═══ 抜粋本文

新日本プロレスはなぜ人気を取り戻すことができたのか
今またプロレスが盛り返してきている。
2000年代はPRIDEやK-1などの格闘技勢に押されて瀕死の状態だったが、ここ数年じわりじわりと人気を伸ばしてきた。
その中心にいるのは、業界の盟主・新日本プロレスだ。英雄・アントニオ猪木が立ち上げ、長州力、タイガーマスク、前田日明、橋本真也など、無数の名選手を輩出してきたメジャー中のメジャー。一時期、経営不振に陥っていたが、現在は完全に立ち直った。
今のプロレスブームは、新日本プロレスブームとそのまま言い換えることができる。
文藝春秋が発行するスポーツグラフィック誌『Number』が、7月16日発売の882号で実に14年ぶりにプロレスの特集を組んだ。これぞまさしく、プロレスが盛り上がっていることの証明だろう。
厳密には新日本プロレスの特集である。タイトルは「新日本プロレス、ナンバーワン宣言。」で、他団体についての記事はゼロ。これもまた現在のプロレス界を端的に表している。
ではなぜ、新日本プロレスが人気を取り戻すことができたのか?
それは『Number』の特集の構成を見れば一目でわかる。
特集のメインは、新日本プロレスで戦う選手たちのインタビュー。
それも『Number』が主催した「新日本プロレス総選挙」で7位以内に入った選手のみだ(1位の選手は表紙もゲットできる)。
1位、棚橋弘至。現在の新日本プロレスのエースであり、「新日本プロレス再生までの長い物語の主役」でもある。
かつては観客の支持をまったく得られなかった選手だった。強さを感じさせない棚橋のプロレスが、それまでプロレスを支えていた男性ファンたちに受け入れられなかったのだ。そこで棚橋は頭を切り替える。プロレス界の低迷期において、かつて強さを誇った先輩たちの真似をしても仕方がない。ならばと新日本プロレスの代名詞だったストロングスタイルを切り捨て、「キャッチーでポップな、会場の誰もが盛り上がれるようなわかりやすいプロレス」を展開した。もちろん、会場はブーイングの嵐。しかし、自分にブーイングが来ているということは、対戦相手に光が当たるということでもある。そこでもっともっとブーイングが集まるように自己陶酔型のナルシストキャラになった。
同時に、なぜ自分はこの試合をするのか、この相手に勝ちたいのか、試合のシチュエーションを初めて見る観客でもわかるようにイントロデュースするようにした。棚橋はそれを自分が好きな『仮面ライダー』になぞらえる。1話1話は完結しているが、50話を通すと壮大なストーリーになる。それはプロレスも同じことだ。

══════

# [提示課題]
上記の新日本プロレスの人気回復についての文章を、最後の文に続けて書き継いでください。

═══ 記録データ

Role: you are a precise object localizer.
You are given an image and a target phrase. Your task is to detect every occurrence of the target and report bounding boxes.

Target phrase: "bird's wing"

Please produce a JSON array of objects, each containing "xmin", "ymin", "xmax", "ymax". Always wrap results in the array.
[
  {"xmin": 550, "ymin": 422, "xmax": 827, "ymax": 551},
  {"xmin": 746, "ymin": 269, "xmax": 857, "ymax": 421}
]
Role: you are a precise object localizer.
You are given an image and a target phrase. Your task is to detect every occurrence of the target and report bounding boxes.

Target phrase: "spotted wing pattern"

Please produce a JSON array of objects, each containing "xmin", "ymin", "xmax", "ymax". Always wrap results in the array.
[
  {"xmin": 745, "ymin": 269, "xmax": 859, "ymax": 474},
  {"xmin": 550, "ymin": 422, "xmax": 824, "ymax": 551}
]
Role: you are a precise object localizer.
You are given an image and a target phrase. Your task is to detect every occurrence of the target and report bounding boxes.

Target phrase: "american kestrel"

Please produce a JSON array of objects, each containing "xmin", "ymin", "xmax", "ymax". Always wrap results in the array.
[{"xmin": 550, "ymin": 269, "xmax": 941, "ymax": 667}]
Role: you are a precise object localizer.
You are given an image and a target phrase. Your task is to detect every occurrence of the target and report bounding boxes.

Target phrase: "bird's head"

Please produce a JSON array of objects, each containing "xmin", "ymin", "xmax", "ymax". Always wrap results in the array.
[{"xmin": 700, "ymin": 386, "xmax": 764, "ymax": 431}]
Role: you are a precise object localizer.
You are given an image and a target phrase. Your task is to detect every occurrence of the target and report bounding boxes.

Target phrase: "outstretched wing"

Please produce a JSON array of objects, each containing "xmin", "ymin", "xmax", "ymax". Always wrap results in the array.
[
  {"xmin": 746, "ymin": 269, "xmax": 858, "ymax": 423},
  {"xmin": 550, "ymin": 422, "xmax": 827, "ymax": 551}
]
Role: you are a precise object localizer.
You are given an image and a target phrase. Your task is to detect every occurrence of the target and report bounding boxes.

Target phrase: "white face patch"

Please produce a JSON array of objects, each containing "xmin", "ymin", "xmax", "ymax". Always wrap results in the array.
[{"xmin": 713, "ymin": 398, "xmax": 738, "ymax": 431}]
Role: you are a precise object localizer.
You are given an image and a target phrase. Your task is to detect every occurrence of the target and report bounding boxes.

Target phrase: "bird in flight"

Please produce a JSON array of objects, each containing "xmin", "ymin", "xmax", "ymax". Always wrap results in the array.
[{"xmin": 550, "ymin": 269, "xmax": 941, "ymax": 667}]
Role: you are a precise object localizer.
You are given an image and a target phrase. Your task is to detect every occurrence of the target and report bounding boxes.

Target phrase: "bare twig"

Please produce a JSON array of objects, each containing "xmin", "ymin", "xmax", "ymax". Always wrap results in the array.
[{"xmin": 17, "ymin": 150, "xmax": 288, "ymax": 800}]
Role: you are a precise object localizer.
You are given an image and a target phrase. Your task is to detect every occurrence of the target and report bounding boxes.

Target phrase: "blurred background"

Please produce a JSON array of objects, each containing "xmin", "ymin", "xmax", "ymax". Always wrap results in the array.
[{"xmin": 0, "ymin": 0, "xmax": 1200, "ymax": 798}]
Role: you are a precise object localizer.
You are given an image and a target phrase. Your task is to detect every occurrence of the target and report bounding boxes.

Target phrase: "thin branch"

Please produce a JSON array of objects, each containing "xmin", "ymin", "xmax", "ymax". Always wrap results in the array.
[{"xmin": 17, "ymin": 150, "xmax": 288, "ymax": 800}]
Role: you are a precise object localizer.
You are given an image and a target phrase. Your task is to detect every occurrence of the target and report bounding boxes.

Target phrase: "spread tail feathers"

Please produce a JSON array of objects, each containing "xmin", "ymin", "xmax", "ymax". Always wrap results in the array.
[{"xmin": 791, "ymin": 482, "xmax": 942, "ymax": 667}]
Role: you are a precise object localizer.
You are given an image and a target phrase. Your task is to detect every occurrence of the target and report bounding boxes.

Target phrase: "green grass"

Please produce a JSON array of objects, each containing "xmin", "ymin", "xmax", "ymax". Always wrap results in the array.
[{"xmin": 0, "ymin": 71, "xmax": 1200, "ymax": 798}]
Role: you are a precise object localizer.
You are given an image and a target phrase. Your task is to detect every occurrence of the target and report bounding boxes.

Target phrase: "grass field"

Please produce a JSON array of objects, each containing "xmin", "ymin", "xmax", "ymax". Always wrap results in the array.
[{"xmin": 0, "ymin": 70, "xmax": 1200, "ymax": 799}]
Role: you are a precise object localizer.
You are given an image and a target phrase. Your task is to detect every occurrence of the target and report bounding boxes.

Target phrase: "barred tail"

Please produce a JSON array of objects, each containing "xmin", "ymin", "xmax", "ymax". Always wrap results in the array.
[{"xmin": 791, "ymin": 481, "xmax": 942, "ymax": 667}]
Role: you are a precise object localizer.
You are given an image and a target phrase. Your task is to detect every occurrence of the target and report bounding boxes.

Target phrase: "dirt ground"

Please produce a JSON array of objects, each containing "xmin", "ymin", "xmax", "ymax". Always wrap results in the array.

══════

# [記述回答]
さらに棚橋は試合以外にも全力を注ぐ。ファンとは力を込めて握手し、肩を抱いて写真を撮り、もう一度目を見て握手をする。筆者の知人のライターはインタビューの際、Twitterでの絡みが一度あっただけにもかかわらず、開口一番「お会いしたかったんです!」と言われて一気にファンになったという。あるインタビューでは、「プロレスラーは近寄りがたい存在でなければならない」というアントニオ猪木の時代からの暗黙の了解を破り、自分からファンに近づいてプロレスをわかってもらう努力をしていると明かしている。
棚橋はオフを返上してプロモーション活動にいそしみ、テレビ、ラジオ、新聞、ブログ、Twitter、ホームページすべてを使ってパブリシティーを行った。新日本プロレスを買収したブシロード社長の木谷高明氏は棚橋の地道なプロモーション活動を聞いて驚愕し、宣伝費を一気に投入したという。ここから新日本プロレスは軌道に乗り始めるのだ。
2位、中邑真輔。総合格闘技の経験を持ち、デビューからわずか1年4ヶ月でIWGPにチャンピオンとなった「選ばれし神の子」。しかし、新日本プロレスとプロレス業界の低迷により、自らモデルチェンジを模索していく。その結果、唯一無二の個性派ファイターに変貌した。
見た目は長髪ソバージュと刈り上げのアンシンメトリー。クネクネと常に体を震わせ続け、マイクを持てばのけぞりながら「イヤァオ!」と叫ぶ。必殺技は顔面膝蹴りの「ボマイェ」。誰にも真似できない個性と豊かな感情表現、そして「選ばれし神の子」としての経験をミックスして、今の刺激的なファイター像が出来上がった。
3位、オカダ・カズチカ。金の雨を降らす男だから、通称は「レインメーカー」。長身でイケメンで運動能力抜群でビッグマウス。彗星のごとく登場し、現在は堂々たる新日本プロレスのメインイベンターだ。現在まだ28歳と若いが、15歳からプロレスを始めた叩き上げでもある。「“プロレスはすごいな。やってみたい”と、夢を与える存在になりたい」と真摯に語るオカダの姿は、ブシロードのカードゲームのCMでも見ることができる。
以下、4位に「夢が人の形をしている」と同業のプロレスラーに評された“狂気のプロレス伝道師”飯伏幸太、5位に“スイーツ真壁”としても活躍中の苦労人・真壁刀義、6位に一時は新日本プロレスを退団していた“出戻り”柴田勝頼、7位にオリジナリティ溢れるトリッキーな技を数々持つAJスタイルズがランクインしている。それぞれのインタビューも非常に読み応えのあるものだ。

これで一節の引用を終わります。